**ACTIVITY**
Quote, word for word, the part of the text on RTT training that begins at the words "- Hyperparameter sensitivity: RTT" and stops after the words "the token-level discriminator.".

**SELECTED TEXT**
[Start of section]

Addressing the Group Partitioning Problem
The transition from scalar to three-dimensional (sample, token, criterion) reward landscapes raises the group partitioning problem: choosing normalization boundaries across axes to ensure unbiased and faithful relative advantages. While “inter-sample” normalization is straightforward but entangles length-based variance, “intra-sample” group normalization ensures that tokens in each response are standardized independently, maximizing fidelity of credit assignment.
Empirical Evaluation
Experimental Setup
The framework is benchmarked on HiR-16K and leading instruction-following datasets (IFEval, IFBench, MulDimIF, AdvancedIF) and OOD datasets (MATH-500, GPQA, MMLU-Pro), with policy and discriminator models drawn from recent Qwen and Llama3 series. Baselines comprise SFT, DPO, and canonical RL-AON/RL-CSR pipelines.
Superiority in Instruction Following
RTT both in CSR and AON variants consistently outperforms all baselines—SFT, DPO, and classic RL—with mean improvements of 2.50% in instruction-level and 1.64% in rubric-level accuracy relative to the best baselines.
Figure 3: Training curves for RTT-CSR versus RL-CSR. RTT yields improved and more efficient learning curves and consistently lower response entropy, evidencing denser, less ambiguous guidance.
RTT also exhibits smoother, more stable training, as reflected in entropy, KL, and clipping metrics.
Figure 4: Stability analysis on Llama3.2-3B-Instruct: RTT-CSR remains robust throughout, while RL-CSR is prone to instability.
Robustness Analysis
- OOD Robustness: RTT-trained models generally maintain or marginally improve on OOD tasks (e.g., MATH-500), evidencing absence of catastrophic overfitting to constraint-heavy domains.
- Ablations: Intra-sample group normalization systematically outperforms inter-sample; full taxonomy-based annotation for discriminator training offers clear gains over greedy or random attributions.
- Hyperparameter sensitivity: RTT is robust across a moderate range of token-level weights β.
- Efficiency: Marginal additional GPU overhead (≈8%) for the token-level discriminator.

[End of section]

**GIVEN DATA**
[Start of section]

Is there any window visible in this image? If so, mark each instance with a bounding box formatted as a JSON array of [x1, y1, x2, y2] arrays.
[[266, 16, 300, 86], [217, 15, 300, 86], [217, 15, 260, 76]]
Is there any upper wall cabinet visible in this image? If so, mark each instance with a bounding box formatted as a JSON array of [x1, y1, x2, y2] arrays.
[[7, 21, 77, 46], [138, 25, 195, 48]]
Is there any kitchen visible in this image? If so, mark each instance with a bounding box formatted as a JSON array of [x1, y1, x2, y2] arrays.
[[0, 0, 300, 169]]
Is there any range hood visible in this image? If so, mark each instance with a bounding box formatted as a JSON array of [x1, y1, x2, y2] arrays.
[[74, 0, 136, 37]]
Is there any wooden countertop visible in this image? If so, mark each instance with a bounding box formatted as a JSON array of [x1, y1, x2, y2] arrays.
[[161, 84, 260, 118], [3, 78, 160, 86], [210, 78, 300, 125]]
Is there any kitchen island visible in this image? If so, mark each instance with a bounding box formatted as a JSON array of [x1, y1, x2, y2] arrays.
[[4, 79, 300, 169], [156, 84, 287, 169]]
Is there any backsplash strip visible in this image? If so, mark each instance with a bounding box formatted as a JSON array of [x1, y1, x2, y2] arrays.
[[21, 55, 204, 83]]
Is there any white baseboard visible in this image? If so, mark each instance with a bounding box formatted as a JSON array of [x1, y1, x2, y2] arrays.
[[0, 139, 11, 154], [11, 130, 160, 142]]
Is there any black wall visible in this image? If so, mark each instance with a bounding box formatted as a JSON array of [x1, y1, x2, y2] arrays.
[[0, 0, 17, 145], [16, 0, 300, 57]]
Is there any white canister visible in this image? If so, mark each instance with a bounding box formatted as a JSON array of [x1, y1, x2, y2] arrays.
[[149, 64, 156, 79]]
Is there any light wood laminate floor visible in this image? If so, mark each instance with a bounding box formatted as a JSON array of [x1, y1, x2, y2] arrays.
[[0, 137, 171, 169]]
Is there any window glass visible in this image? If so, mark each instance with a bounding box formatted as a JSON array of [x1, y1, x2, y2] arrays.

[End of section]

**RESPONSE**
- Hyperparameter sensitivity: RTT is robust across a moderate range of token-level weights β.
- Efficiency: Marginal additional GPU overhead (≈8%) for the token-level discriminator.